• _REQUIRED TASK_
Write the data out again in full, with no departure from the original.
— Start of SUPPLIED RECORDS —
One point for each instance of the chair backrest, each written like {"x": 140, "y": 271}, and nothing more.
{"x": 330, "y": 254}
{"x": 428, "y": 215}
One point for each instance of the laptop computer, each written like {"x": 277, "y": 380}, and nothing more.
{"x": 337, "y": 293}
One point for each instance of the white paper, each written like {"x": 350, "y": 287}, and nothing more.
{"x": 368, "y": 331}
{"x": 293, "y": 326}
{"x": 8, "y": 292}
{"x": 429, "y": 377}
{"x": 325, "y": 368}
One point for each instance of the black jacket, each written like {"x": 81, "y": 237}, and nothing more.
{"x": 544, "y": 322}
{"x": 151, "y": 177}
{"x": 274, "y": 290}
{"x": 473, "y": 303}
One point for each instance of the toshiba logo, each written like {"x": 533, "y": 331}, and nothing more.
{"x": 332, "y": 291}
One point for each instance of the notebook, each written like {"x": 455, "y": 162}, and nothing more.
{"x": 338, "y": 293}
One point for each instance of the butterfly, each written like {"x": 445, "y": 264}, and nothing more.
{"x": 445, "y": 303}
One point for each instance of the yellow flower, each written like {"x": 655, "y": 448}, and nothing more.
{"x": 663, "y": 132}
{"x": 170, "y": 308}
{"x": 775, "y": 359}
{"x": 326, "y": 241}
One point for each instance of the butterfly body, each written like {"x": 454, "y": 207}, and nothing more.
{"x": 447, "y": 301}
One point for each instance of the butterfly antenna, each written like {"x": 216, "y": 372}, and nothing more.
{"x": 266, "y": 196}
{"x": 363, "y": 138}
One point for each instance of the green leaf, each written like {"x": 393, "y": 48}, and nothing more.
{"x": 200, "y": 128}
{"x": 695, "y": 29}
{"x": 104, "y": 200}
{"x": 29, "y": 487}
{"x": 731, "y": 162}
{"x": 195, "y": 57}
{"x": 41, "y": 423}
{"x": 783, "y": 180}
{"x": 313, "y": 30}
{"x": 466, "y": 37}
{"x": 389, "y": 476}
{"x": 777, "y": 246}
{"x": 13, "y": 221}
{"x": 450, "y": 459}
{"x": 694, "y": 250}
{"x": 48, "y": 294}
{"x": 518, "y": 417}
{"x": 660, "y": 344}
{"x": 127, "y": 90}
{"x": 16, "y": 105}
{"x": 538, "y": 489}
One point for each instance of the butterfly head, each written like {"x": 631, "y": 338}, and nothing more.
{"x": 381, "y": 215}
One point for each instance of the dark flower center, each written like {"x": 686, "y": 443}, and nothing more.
— End of SUPPLIED RECORDS —
• _FINAL RESULT_
One point for each instance of the chair backrest, each written like {"x": 140, "y": 271}, and nothing more.
{"x": 330, "y": 254}
{"x": 428, "y": 215}
One point for each instance of the laptop computer, each written like {"x": 277, "y": 380}, and nothing more.
{"x": 337, "y": 293}
One point for each instance of the white paper, each written like {"x": 350, "y": 287}, and nothing more.
{"x": 368, "y": 331}
{"x": 293, "y": 326}
{"x": 8, "y": 292}
{"x": 429, "y": 377}
{"x": 325, "y": 368}
One point for each instance of the black jacket, each written like {"x": 81, "y": 237}, and nothing more.
{"x": 544, "y": 322}
{"x": 151, "y": 177}
{"x": 274, "y": 290}
{"x": 473, "y": 303}
One point for each instance of the toshiba logo, each written like {"x": 533, "y": 331}, and nothing more.
{"x": 332, "y": 291}
One point for each instance of the notebook, each written like {"x": 455, "y": 162}, and nothing more.
{"x": 338, "y": 293}
One point for each instance of the butterfly, each written like {"x": 445, "y": 264}, and nothing more.
{"x": 445, "y": 303}
One point for each instance of the yellow flower, each written like {"x": 655, "y": 448}, and nothing more.
{"x": 663, "y": 132}
{"x": 170, "y": 308}
{"x": 775, "y": 359}
{"x": 326, "y": 241}
One point for each instance of the butterfly body, each written like {"x": 454, "y": 207}, and nothing more.
{"x": 447, "y": 301}
One point for each instance of the butterfly antenna, each written like {"x": 216, "y": 372}, and nothing more.
{"x": 266, "y": 196}
{"x": 363, "y": 138}
One point for each instance of the green leaf, each written like {"x": 393, "y": 48}, and nothing more.
{"x": 200, "y": 128}
{"x": 695, "y": 29}
{"x": 104, "y": 200}
{"x": 29, "y": 487}
{"x": 731, "y": 162}
{"x": 195, "y": 57}
{"x": 41, "y": 423}
{"x": 783, "y": 180}
{"x": 313, "y": 30}
{"x": 466, "y": 37}
{"x": 389, "y": 476}
{"x": 777, "y": 246}
{"x": 13, "y": 221}
{"x": 450, "y": 459}
{"x": 694, "y": 250}
{"x": 48, "y": 294}
{"x": 518, "y": 417}
{"x": 660, "y": 344}
{"x": 127, "y": 90}
{"x": 16, "y": 105}
{"x": 538, "y": 489}
One point for each instance of the butterfly head, each written like {"x": 631, "y": 338}, and nothing more.
{"x": 381, "y": 215}
One point for each instance of the dark flower center, each written like {"x": 686, "y": 443}, and nothing more.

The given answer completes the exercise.